▸ ASSIGNMENT
Skipping all pictures, please restate word for word the lines from the one that contains "Target: potted poinsettia" through the last line of the entries.

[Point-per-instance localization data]
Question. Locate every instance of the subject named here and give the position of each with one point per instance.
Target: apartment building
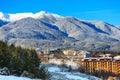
(92, 65)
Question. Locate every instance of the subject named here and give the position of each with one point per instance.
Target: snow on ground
(2, 77)
(60, 74)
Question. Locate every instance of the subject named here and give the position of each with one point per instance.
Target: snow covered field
(61, 74)
(2, 77)
(58, 73)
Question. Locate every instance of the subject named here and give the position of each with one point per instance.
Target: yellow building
(101, 64)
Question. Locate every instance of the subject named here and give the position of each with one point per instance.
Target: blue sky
(103, 10)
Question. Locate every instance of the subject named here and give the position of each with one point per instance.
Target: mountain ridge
(54, 31)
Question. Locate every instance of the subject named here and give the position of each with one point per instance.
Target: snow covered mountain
(42, 30)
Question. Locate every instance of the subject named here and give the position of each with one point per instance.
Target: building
(92, 65)
(85, 54)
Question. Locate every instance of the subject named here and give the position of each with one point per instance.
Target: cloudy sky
(103, 10)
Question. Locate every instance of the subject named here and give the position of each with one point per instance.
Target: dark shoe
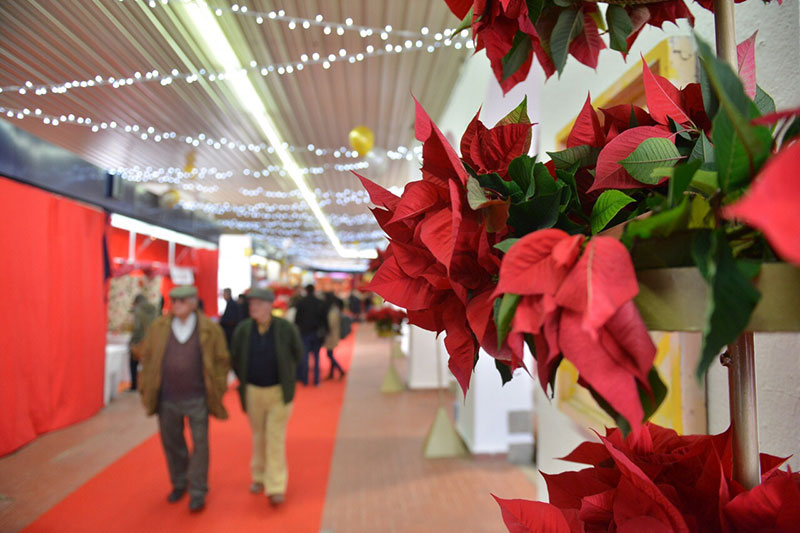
(197, 504)
(176, 495)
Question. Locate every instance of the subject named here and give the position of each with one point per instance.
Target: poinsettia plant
(657, 480)
(387, 319)
(513, 32)
(499, 250)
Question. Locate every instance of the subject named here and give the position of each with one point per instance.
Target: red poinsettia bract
(657, 480)
(441, 261)
(578, 304)
(625, 127)
(771, 203)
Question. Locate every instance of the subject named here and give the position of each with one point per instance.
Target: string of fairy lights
(439, 41)
(276, 222)
(150, 133)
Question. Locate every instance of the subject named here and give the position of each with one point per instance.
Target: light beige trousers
(268, 418)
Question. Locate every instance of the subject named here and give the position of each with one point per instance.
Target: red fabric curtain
(53, 313)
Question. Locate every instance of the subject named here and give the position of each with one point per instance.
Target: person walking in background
(185, 365)
(241, 303)
(230, 317)
(265, 353)
(333, 337)
(311, 317)
(143, 315)
(354, 304)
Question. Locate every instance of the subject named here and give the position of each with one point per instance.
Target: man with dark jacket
(265, 353)
(185, 367)
(311, 318)
(230, 317)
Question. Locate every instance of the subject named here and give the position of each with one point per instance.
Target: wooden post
(741, 354)
(725, 29)
(744, 412)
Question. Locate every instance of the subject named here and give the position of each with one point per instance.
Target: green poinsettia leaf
(543, 181)
(583, 154)
(704, 152)
(475, 195)
(705, 182)
(568, 26)
(520, 170)
(534, 9)
(650, 404)
(539, 212)
(693, 211)
(567, 176)
(606, 208)
(620, 27)
(764, 102)
(679, 181)
(507, 189)
(504, 245)
(732, 296)
(504, 315)
(516, 57)
(465, 23)
(651, 154)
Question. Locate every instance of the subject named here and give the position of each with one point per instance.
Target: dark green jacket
(288, 346)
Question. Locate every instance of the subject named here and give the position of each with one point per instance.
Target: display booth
(149, 260)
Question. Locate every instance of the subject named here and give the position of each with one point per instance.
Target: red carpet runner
(130, 495)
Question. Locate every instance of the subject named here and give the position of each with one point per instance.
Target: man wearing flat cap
(265, 351)
(185, 365)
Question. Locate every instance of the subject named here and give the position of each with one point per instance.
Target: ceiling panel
(48, 42)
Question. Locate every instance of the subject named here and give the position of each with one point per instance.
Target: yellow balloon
(361, 140)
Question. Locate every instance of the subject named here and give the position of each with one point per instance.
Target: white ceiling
(51, 42)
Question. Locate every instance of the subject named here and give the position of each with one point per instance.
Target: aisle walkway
(130, 495)
(108, 473)
(379, 480)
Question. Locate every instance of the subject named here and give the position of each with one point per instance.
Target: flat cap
(183, 291)
(257, 293)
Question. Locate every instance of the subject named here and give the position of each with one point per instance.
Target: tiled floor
(379, 480)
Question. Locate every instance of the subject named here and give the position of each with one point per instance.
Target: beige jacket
(216, 363)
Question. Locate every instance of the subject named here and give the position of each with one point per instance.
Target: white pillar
(234, 265)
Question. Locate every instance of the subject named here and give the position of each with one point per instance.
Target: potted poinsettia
(387, 320)
(500, 250)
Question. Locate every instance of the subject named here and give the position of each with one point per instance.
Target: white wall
(778, 387)
(482, 419)
(234, 266)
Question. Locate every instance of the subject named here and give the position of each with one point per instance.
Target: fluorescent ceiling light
(143, 228)
(222, 51)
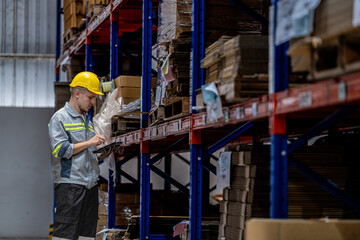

▸ TASK RESPONSE
Target: potted poinsettia
(387, 320)
(500, 250)
Question. Locate every instance of the subject named here and give the position of each with one point per instance.
Target: white wall
(778, 387)
(482, 419)
(234, 266)
Question. Locate every instance of the subject named here and give the position of each with one point per instance.
Target: fluorescent ceiling light
(143, 228)
(222, 51)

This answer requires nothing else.